- **READING PASSAGE**:
Pressure sensor shut-off valves can be constructed to either stop or to proportionally decrease the flow of a second gas as the oxygen pressure decreases below a preset threshold. Fig. 2.18 shows an all-or-nothing type valve from an older GE-Datex-Ohmeda machine. When the oxygen pressure is higher than 25 psig, it presses on the diaphragm with enough force to hold the valve open and allow the flow of nitrous oxide. The valve closes and totally interrupts the flow of nitrous oxide when oxygen pressure decreases below 25 psig. ^, Fig. 2.19 shows a proportional type valve, called an OFPD, from an older Dräger machine. As the oxygen supply pressure falls and the flow of oxygen from the machine’s flowmeter decreases, the OFPDs proportionately reduce the supply pressure of other gases to their flowmeters, synchronously decreasing those flows. The supply of nitrous oxide and other gases is completely interrupted when the oxygen supply pressure falls below 12 ± 4 psig.

[Collected data]
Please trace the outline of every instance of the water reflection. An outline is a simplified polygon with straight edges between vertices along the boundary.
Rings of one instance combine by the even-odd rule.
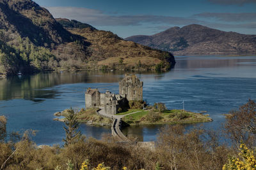
[[[150,104],[162,102],[170,109],[198,112],[208,111],[214,122],[203,124],[216,129],[222,113],[237,108],[248,98],[256,99],[256,57],[178,57],[173,69],[167,73],[101,72],[44,73],[0,80],[0,115],[8,118],[9,132],[38,131],[37,144],[60,143],[65,136],[62,122],[53,113],[70,106],[84,107],[86,88],[118,92],[118,82],[125,73],[136,73],[144,81],[143,99]],[[136,126],[123,130],[140,141],[156,139],[162,125]],[[189,127],[189,126],[188,126]],[[100,139],[110,128],[82,125],[86,136]]]
[[[128,73],[134,73],[130,72]],[[150,74],[150,72],[137,72],[138,74]],[[58,90],[47,89],[60,84],[77,83],[113,83],[118,82],[122,71],[77,71],[48,72],[28,76],[8,77],[0,80],[0,100],[24,99],[40,102],[44,99],[52,99],[58,96]],[[37,98],[37,99],[36,99]]]

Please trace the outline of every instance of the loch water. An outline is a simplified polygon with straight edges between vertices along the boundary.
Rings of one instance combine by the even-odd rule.
[[[195,112],[207,111],[212,122],[203,125],[218,131],[225,121],[223,113],[256,100],[256,56],[176,57],[175,67],[166,73],[129,72],[144,81],[143,99],[150,104],[161,102],[169,109]],[[118,93],[118,82],[124,71],[44,73],[0,80],[0,115],[8,118],[7,130],[37,131],[33,139],[37,145],[62,144],[63,123],[54,121],[53,114],[66,108],[84,108],[84,92],[88,87],[104,92]],[[129,136],[141,141],[155,141],[164,125],[127,127]],[[87,137],[100,139],[110,134],[110,127],[82,124]]]

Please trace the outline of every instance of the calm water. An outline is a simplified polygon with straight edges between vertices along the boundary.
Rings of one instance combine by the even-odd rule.
[[[256,100],[256,56],[177,57],[170,72],[134,73],[144,81],[143,98],[149,103],[164,103],[170,109],[207,111],[214,122],[202,124],[218,129],[223,113]],[[0,80],[0,115],[8,118],[8,132],[38,131],[38,145],[61,143],[63,124],[53,121],[53,113],[70,106],[84,108],[88,87],[118,92],[125,73],[47,73]],[[128,127],[123,132],[141,140],[155,140],[161,125]],[[86,136],[100,139],[109,127],[82,125]]]

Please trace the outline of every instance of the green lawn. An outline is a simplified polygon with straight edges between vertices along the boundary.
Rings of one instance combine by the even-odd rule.
[[[193,113],[182,110],[166,110],[159,113],[154,111],[157,119],[150,119],[154,118],[154,115],[149,115],[149,111],[143,110],[131,110],[127,112],[121,113],[118,115],[126,115],[132,112],[138,113],[125,116],[122,120],[130,125],[136,124],[180,124],[180,123],[196,123],[205,122],[211,121],[209,115]]]
[[[131,109],[131,110],[129,110],[127,111],[125,111],[125,112],[119,113],[116,114],[116,115],[124,115],[126,114],[131,113],[132,112],[138,111],[143,111],[143,110]]]

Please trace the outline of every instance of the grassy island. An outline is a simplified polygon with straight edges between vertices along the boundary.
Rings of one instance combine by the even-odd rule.
[[[182,110],[166,110],[163,112],[154,110],[130,110],[127,112],[118,115],[124,115],[122,120],[131,125],[199,123],[212,121],[209,115],[203,115]]]
[[[96,111],[99,108],[89,108],[87,110],[82,108],[77,112],[77,121],[79,123],[84,123],[88,125],[110,126],[111,125],[111,120],[97,115]],[[57,112],[54,113],[54,115],[57,117],[65,117],[67,113],[67,110],[65,110],[61,112]],[[65,118],[56,118],[55,120],[64,122]]]
[[[96,113],[98,108],[81,109],[77,112],[77,121],[88,125],[110,126],[111,120]],[[67,110],[57,112],[56,116],[65,117]],[[116,115],[123,116],[122,121],[130,125],[150,124],[172,124],[207,122],[212,121],[207,114],[196,113],[182,110],[166,110],[159,111],[154,109],[130,109]],[[65,121],[64,118],[56,118],[56,120]]]

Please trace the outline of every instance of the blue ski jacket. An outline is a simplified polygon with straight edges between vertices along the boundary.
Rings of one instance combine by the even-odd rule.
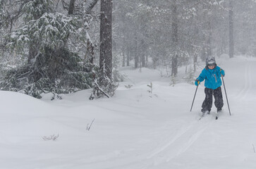
[[[225,72],[217,65],[215,65],[215,68],[214,69],[209,69],[207,66],[206,66],[197,78],[195,82],[195,84],[198,85],[197,80],[199,80],[201,82],[205,80],[205,86],[206,87],[216,89],[219,87],[221,86],[221,75],[225,76]]]

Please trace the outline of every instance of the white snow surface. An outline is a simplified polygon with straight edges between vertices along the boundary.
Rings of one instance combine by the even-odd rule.
[[[256,58],[217,62],[231,111],[222,85],[217,120],[214,106],[199,120],[203,83],[190,112],[196,87],[170,86],[147,68],[123,68],[128,78],[110,99],[90,101],[90,89],[54,101],[0,91],[0,168],[256,168]]]

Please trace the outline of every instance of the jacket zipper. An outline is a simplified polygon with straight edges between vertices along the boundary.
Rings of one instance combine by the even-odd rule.
[[[216,75],[214,74],[214,77],[215,77],[215,82],[217,82],[217,77],[216,77]]]

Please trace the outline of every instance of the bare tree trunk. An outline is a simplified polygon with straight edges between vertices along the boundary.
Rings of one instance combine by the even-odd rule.
[[[134,67],[135,68],[138,68],[138,63],[139,63],[139,56],[138,54],[138,39],[137,35],[135,35],[135,48],[134,48]]]
[[[127,50],[127,58],[126,58],[126,65],[130,66],[130,49],[129,46],[126,48]]]
[[[75,0],[71,0],[69,3],[68,15],[72,15],[75,8]]]
[[[229,0],[229,58],[233,57],[233,0]]]
[[[173,0],[172,4],[172,23],[173,43],[174,54],[171,59],[171,75],[177,76],[178,73],[178,11],[176,0]]]
[[[112,76],[112,0],[101,0],[99,68]],[[103,72],[102,72],[103,73]]]

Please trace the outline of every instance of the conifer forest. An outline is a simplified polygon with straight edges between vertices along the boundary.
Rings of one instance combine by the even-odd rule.
[[[114,95],[121,67],[256,56],[255,0],[0,0],[0,89]]]

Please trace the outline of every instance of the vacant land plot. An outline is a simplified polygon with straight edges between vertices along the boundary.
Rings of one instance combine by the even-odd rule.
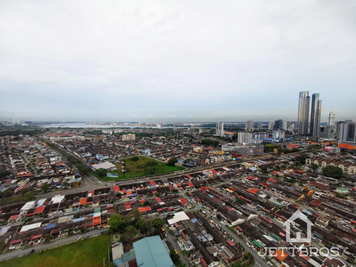
[[[123,161],[125,162],[126,166],[126,172],[125,177],[124,173],[121,171],[121,162],[116,163],[117,168],[116,171],[110,172],[117,173],[117,178],[112,177],[102,177],[100,179],[103,181],[114,181],[130,179],[136,177],[145,176],[161,174],[167,173],[176,171],[184,169],[182,167],[177,166],[168,166],[165,162],[150,158],[143,156],[136,156],[125,158]]]
[[[67,245],[1,262],[7,267],[101,267],[108,258],[109,235],[83,240]],[[36,248],[35,248],[36,249]]]

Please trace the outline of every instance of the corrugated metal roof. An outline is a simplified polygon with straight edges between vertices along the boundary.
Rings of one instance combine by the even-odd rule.
[[[174,266],[169,254],[158,236],[149,236],[134,242],[134,249],[138,266],[172,267]]]

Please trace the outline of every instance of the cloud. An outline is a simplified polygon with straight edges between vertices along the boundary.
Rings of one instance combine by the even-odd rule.
[[[348,0],[3,1],[0,119],[295,120],[304,90],[322,120],[352,119],[355,13]]]

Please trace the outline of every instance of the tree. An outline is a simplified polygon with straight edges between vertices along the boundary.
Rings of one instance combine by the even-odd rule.
[[[139,220],[142,216],[141,213],[138,211],[138,209],[135,209],[129,213],[127,214],[128,216],[130,216],[131,215],[134,216],[134,219],[135,219],[135,221]]]
[[[117,267],[117,266],[113,261],[110,261],[109,262],[109,265],[108,265],[108,267]]]
[[[241,198],[240,198],[238,197],[236,197],[235,200],[236,200],[237,203],[238,203],[239,204],[244,204],[245,203],[245,201],[242,199]]]
[[[51,235],[46,235],[44,237],[44,243],[49,243],[51,241]]]
[[[36,199],[35,196],[35,193],[31,191],[29,191],[26,193],[23,196],[23,200],[26,201],[32,201]]]
[[[178,160],[174,157],[173,157],[168,160],[167,165],[168,166],[174,166],[176,165],[176,163],[178,162]]]
[[[313,172],[315,172],[316,170],[319,168],[319,166],[318,166],[318,164],[316,164],[315,163],[312,163],[310,164],[309,167],[313,170]]]
[[[321,169],[323,174],[325,176],[337,179],[342,176],[342,169],[335,166],[328,165]]]
[[[300,167],[301,167],[302,166],[302,163],[300,163],[298,161],[294,162],[294,164],[293,165],[294,165],[294,167],[295,167],[295,168],[297,168],[297,169],[298,170],[300,168]]]
[[[78,171],[80,172],[82,172],[85,174],[89,173],[91,171],[91,169],[90,168],[88,165],[83,163],[78,163],[75,165],[75,167],[77,167],[77,168],[78,169]],[[106,174],[105,173],[105,175],[106,175]]]
[[[158,231],[164,224],[164,220],[161,218],[155,218],[151,220],[151,226]]]
[[[44,184],[41,187],[41,190],[45,193],[48,192],[48,190],[49,189],[49,186],[48,184]]]
[[[5,244],[5,241],[3,240],[0,240],[0,252],[2,251],[2,250],[5,247],[6,245],[6,244]]]
[[[174,250],[172,249],[169,251],[169,256],[174,264],[177,264],[179,262],[180,257]]]
[[[140,230],[140,232],[141,234],[146,233],[148,230],[147,223],[144,220],[140,219],[137,221],[135,226],[136,228]]]
[[[2,171],[0,172],[0,177],[5,177],[11,174],[10,171]]]
[[[99,177],[104,177],[106,176],[106,170],[103,168],[98,169],[95,171],[95,172]]]
[[[268,173],[268,168],[265,166],[264,166],[261,168],[261,171],[262,173],[267,174]]]
[[[304,165],[305,164],[305,159],[309,158],[309,156],[308,155],[300,155],[295,157],[294,159],[296,161],[299,161]]]
[[[122,222],[122,219],[121,215],[116,213],[111,214],[109,219],[109,225],[110,225],[109,232],[112,233],[117,231]]]
[[[137,234],[137,229],[134,226],[129,225],[125,228],[125,237],[130,243],[132,242],[132,239]]]

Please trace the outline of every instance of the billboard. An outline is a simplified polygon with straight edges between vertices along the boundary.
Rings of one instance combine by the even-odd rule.
[[[112,177],[114,178],[117,178],[119,177],[118,173],[111,173],[110,172],[106,173],[106,177]]]

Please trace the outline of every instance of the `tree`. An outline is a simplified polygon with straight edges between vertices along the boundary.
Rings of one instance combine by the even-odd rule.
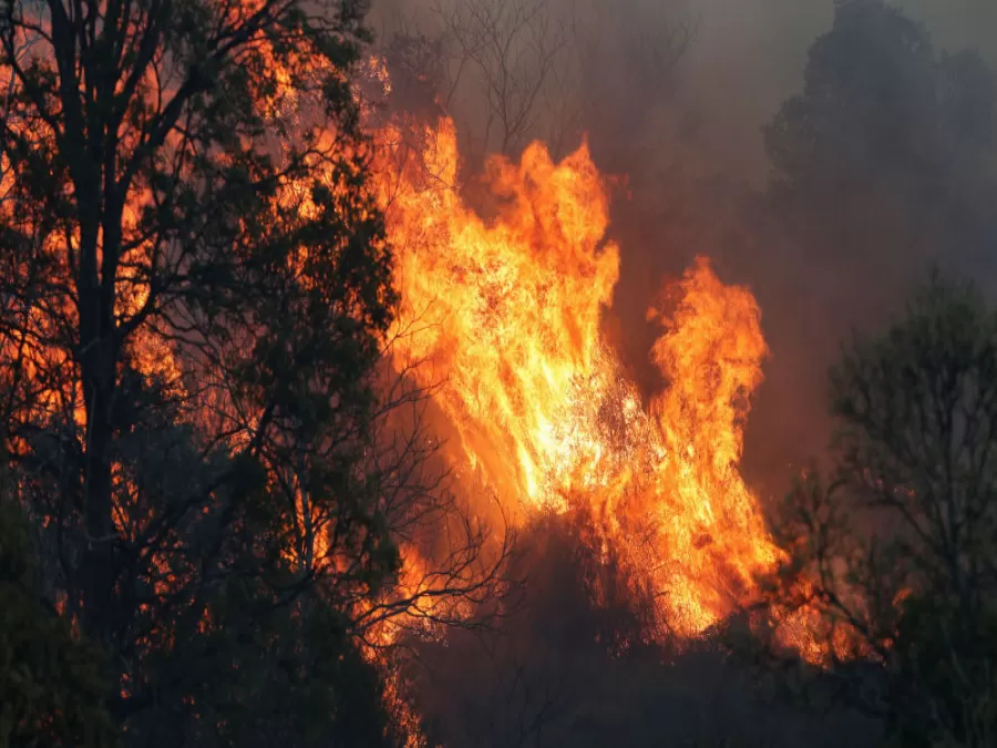
[[[438,0],[395,27],[384,50],[393,74],[403,90],[418,79],[458,120],[471,170],[532,140],[564,155],[585,133],[633,155],[693,37],[676,3],[621,13],[605,0]]]
[[[0,746],[111,746],[100,654],[39,588],[24,518],[0,501]]]
[[[767,472],[782,473],[773,491],[787,462],[799,470],[826,443],[824,375],[852,326],[883,324],[932,263],[997,277],[994,73],[975,52],[938,50],[900,4],[841,3],[764,129],[770,181],[749,206],[764,230],[734,262],[758,279],[781,361],[756,410],[765,422],[749,426],[770,445]]]
[[[363,10],[2,7],[2,442],[136,744],[391,737],[352,633],[399,565]]]
[[[764,130],[771,197],[801,246],[845,271],[983,262],[997,239],[995,133],[997,85],[977,54],[936,53],[880,0],[844,3]]]
[[[831,391],[835,462],[778,524],[782,602],[832,625],[832,676],[897,745],[993,745],[997,315],[935,275],[845,350]]]

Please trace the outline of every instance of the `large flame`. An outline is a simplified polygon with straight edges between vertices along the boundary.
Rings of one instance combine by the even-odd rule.
[[[584,145],[555,163],[535,143],[493,157],[494,217],[458,188],[451,121],[403,146],[382,133],[402,312],[392,353],[458,434],[451,459],[520,522],[585,505],[661,593],[669,629],[695,635],[754,594],[780,557],[738,471],[767,347],[749,290],[699,259],[650,310],[662,393],[649,404],[603,335],[619,276],[609,193]]]

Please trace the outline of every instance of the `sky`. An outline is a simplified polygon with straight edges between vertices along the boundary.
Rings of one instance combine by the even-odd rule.
[[[764,178],[761,126],[803,83],[806,52],[831,27],[833,0],[690,0],[697,39],[683,61],[697,147],[724,172]],[[997,69],[997,0],[904,0],[936,47],[976,49]]]

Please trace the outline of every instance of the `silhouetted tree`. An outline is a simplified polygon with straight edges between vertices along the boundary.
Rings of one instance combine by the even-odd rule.
[[[392,739],[363,6],[0,8],[4,454],[134,745]]]
[[[29,539],[0,500],[0,746],[112,746],[100,653],[44,600]]]
[[[845,350],[831,392],[833,468],[800,482],[777,525],[782,600],[832,624],[831,677],[897,745],[993,745],[997,315],[935,276]]]
[[[836,9],[764,137],[772,199],[812,265],[890,267],[902,290],[898,260],[985,263],[997,242],[994,75],[880,0]]]

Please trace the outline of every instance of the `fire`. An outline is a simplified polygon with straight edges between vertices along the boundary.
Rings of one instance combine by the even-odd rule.
[[[458,438],[459,475],[518,522],[585,506],[660,596],[662,626],[697,635],[757,592],[781,551],[738,462],[767,346],[751,293],[699,259],[650,351],[662,392],[644,403],[603,335],[619,278],[608,182],[585,145],[561,163],[534,143],[486,167],[495,215],[458,185],[453,123],[404,145],[381,133],[382,199],[402,308],[391,355]]]

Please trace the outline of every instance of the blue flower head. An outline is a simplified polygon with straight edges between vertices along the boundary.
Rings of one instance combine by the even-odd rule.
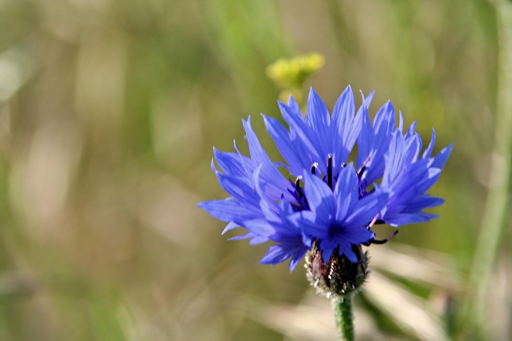
[[[280,102],[283,118],[263,115],[267,131],[285,163],[273,162],[251,125],[242,120],[249,156],[214,149],[211,167],[230,196],[200,203],[214,217],[228,223],[223,233],[242,227],[246,233],[231,239],[249,239],[255,244],[274,244],[261,262],[275,264],[290,259],[293,270],[313,246],[324,262],[334,253],[358,261],[354,246],[379,243],[375,224],[398,227],[429,221],[437,216],[423,211],[443,200],[426,192],[437,181],[452,146],[435,156],[432,137],[422,153],[416,122],[404,133],[400,113],[397,127],[391,102],[372,123],[368,113],[373,93],[363,96],[357,112],[349,86],[330,114],[313,89],[305,117],[293,97]],[[357,144],[357,155],[349,157]],[[286,171],[281,172],[278,168]],[[290,174],[287,178],[283,173]],[[357,250],[356,250],[357,251]]]

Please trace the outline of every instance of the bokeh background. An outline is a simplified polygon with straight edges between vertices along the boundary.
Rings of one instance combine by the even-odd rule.
[[[430,192],[446,199],[432,210],[442,219],[370,248],[360,339],[510,339],[506,217],[482,275],[485,317],[472,317],[505,137],[495,131],[512,115],[497,109],[510,48],[499,10],[484,0],[0,0],[0,339],[335,339],[330,303],[302,266],[260,265],[268,245],[228,242],[196,206],[225,197],[212,147],[236,139],[246,152],[241,118],[278,158],[259,113],[279,116],[281,89],[266,69],[310,52],[326,62],[303,90],[329,108],[348,84],[375,90],[370,115],[391,99],[424,141],[435,128],[435,151],[455,145]]]

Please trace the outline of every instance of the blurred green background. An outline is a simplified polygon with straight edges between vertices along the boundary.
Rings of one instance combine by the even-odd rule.
[[[226,196],[212,146],[246,152],[241,118],[278,159],[259,116],[279,115],[266,68],[309,52],[326,63],[303,90],[329,108],[348,84],[375,90],[370,115],[390,99],[425,143],[435,128],[435,151],[455,144],[430,192],[442,219],[370,248],[359,339],[509,338],[507,220],[485,323],[465,317],[496,13],[484,0],[0,0],[0,339],[335,339],[302,266],[259,265],[268,244],[227,241],[196,206]]]

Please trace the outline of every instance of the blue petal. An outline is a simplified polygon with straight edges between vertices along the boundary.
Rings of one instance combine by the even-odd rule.
[[[332,152],[330,143],[331,134],[329,131],[330,116],[329,111],[320,96],[313,88],[309,91],[308,98],[308,107],[306,112],[306,119],[313,128],[315,137],[319,141],[321,155],[327,156]]]
[[[217,219],[225,222],[239,224],[247,219],[254,219],[259,216],[257,211],[247,209],[234,201],[213,200],[199,203],[198,206]]]
[[[243,227],[257,236],[264,237],[268,239],[275,234],[276,229],[265,219],[253,219],[243,222]]]
[[[442,168],[446,163],[446,161],[448,159],[448,156],[450,156],[450,154],[451,153],[453,148],[453,143],[451,143],[449,146],[445,148],[437,155],[434,157],[429,166],[435,167],[436,168]]]
[[[274,140],[274,143],[283,155],[283,158],[290,165],[292,174],[298,174],[304,169],[311,166],[308,164],[308,160],[305,162],[305,158],[301,157],[301,153],[296,149],[296,143],[294,143],[290,139],[288,131],[279,121],[272,117],[263,115],[263,120],[267,131]]]
[[[343,221],[354,209],[359,197],[357,175],[351,165],[342,169],[334,187],[336,220]]]
[[[432,154],[432,150],[434,149],[434,143],[435,143],[435,131],[434,130],[434,128],[432,128],[432,137],[430,139],[430,143],[429,143],[429,146],[425,150],[425,151],[423,153],[423,158],[428,158],[430,157],[430,155]]]
[[[360,200],[357,205],[345,220],[345,224],[351,226],[365,226],[386,206],[389,194],[375,192]]]
[[[320,178],[308,172],[305,172],[304,180],[304,192],[311,210],[322,220],[333,219],[336,202],[332,190]]]

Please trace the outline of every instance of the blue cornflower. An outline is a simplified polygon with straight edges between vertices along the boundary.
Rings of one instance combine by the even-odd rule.
[[[228,223],[223,234],[241,226],[250,243],[274,242],[261,262],[275,264],[291,259],[293,270],[314,246],[324,262],[331,254],[357,262],[354,246],[383,241],[375,239],[376,223],[398,226],[427,221],[437,216],[422,212],[443,203],[426,191],[436,182],[452,146],[433,157],[435,135],[420,157],[421,140],[416,122],[403,134],[400,114],[396,127],[391,102],[380,108],[373,124],[368,107],[373,93],[363,96],[356,112],[349,86],[332,114],[314,90],[305,117],[293,97],[279,107],[287,129],[263,115],[268,133],[286,163],[273,162],[253,131],[250,118],[242,120],[250,156],[214,148],[212,169],[231,196],[199,206]],[[348,162],[356,142],[355,165]],[[290,174],[287,179],[278,169]]]

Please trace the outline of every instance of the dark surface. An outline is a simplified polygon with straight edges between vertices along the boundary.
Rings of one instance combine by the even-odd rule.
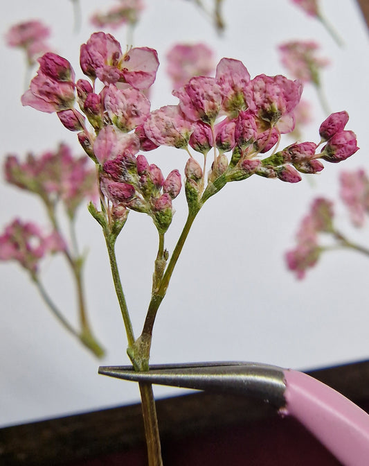
[[[369,361],[309,373],[369,410]],[[159,400],[157,411],[165,465],[339,465],[294,420],[254,399],[200,392]],[[0,429],[0,465],[146,466],[141,407]]]

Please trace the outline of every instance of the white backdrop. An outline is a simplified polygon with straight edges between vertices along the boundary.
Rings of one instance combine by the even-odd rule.
[[[79,47],[93,29],[88,18],[105,2],[81,0],[82,28],[73,33],[71,2],[16,0],[3,9],[3,37],[8,27],[41,18],[53,28],[51,42],[69,59],[78,78]],[[205,205],[193,226],[154,328],[152,363],[190,361],[256,361],[311,368],[366,359],[369,354],[369,261],[354,252],[327,254],[305,281],[286,270],[283,254],[294,244],[300,219],[312,198],[334,199],[343,169],[368,167],[368,35],[354,0],[321,1],[323,10],[345,42],[339,48],[322,25],[289,0],[226,0],[226,29],[219,37],[190,1],[149,0],[134,34],[135,45],[158,50],[161,65],[152,92],[152,108],[175,103],[165,76],[165,55],[174,42],[203,41],[223,56],[242,60],[252,77],[286,73],[276,46],[292,39],[314,39],[331,64],[323,74],[332,111],[346,110],[348,129],[357,135],[361,150],[341,165],[326,164],[313,182],[291,185],[258,177],[233,183]],[[337,5],[339,3],[339,8]],[[125,30],[113,31],[124,44]],[[40,153],[65,141],[75,153],[75,135],[57,116],[24,108],[24,63],[20,51],[1,44],[2,159],[9,153]],[[315,114],[305,140],[317,141],[325,115],[314,90],[306,86]],[[147,153],[165,173],[183,171],[184,153],[164,148]],[[186,202],[168,235],[172,250],[186,216]],[[15,215],[46,223],[37,199],[1,182],[1,227]],[[341,207],[342,229],[368,241],[368,230],[349,230]],[[150,299],[156,233],[148,217],[133,213],[118,241],[118,256],[136,334]],[[134,383],[97,374],[99,363],[125,364],[126,340],[114,293],[100,227],[82,207],[78,220],[81,246],[88,248],[86,283],[90,318],[107,354],[94,359],[59,326],[37,291],[16,264],[0,264],[0,425],[116,406],[138,399]],[[73,284],[62,259],[46,261],[43,277],[71,321],[75,319]],[[178,390],[157,388],[159,397]]]

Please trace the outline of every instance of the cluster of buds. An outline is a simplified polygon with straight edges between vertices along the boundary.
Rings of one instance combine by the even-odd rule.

- **ACTION ITEM**: Write the next part of the passage on pressure sensor shut-off valves, picking up after its final sentence.

- **TASK RESPONSE**:
Fig. 2.18, (A) GE Healthcare Datex-Ohmeda pressure sensor shut-off (“fail-safe”) valve in a traditional machine. If oxygen supply pressure on the diaphragm exceeds the threshold, in this case 25 psig, the valve is lifted from its seat and nitrous oxide can flow to its flowmeter. (B) If the oxygen supply pressure falls below the threshold setting for the valve return spring pressure, the valve is no longer held off its seat and interrupts the flow of nitrous oxide to its flowmeter. All contemporary machines have a pressure sensor shut-off mechanism for each non–oxygen-containing gas (e.g., nitrous oxide, carbon dioxide, helium) supplied to the machine. In some machines, a proportional-type valve replaces the pressure sensor shut-off valve. This is a variable valve, rather than an open or shut valve. Other machines have no pressure sensor shut-off valves, and the flows of hypoxic gases are terminated in a different way when oxygen supply pressure decreases below a set threshold. DISS, Diameter index safety system; psig, pounds per square inch gauge. Inset shows location of a pressure sensor shut-off valve in the anesthesia machine.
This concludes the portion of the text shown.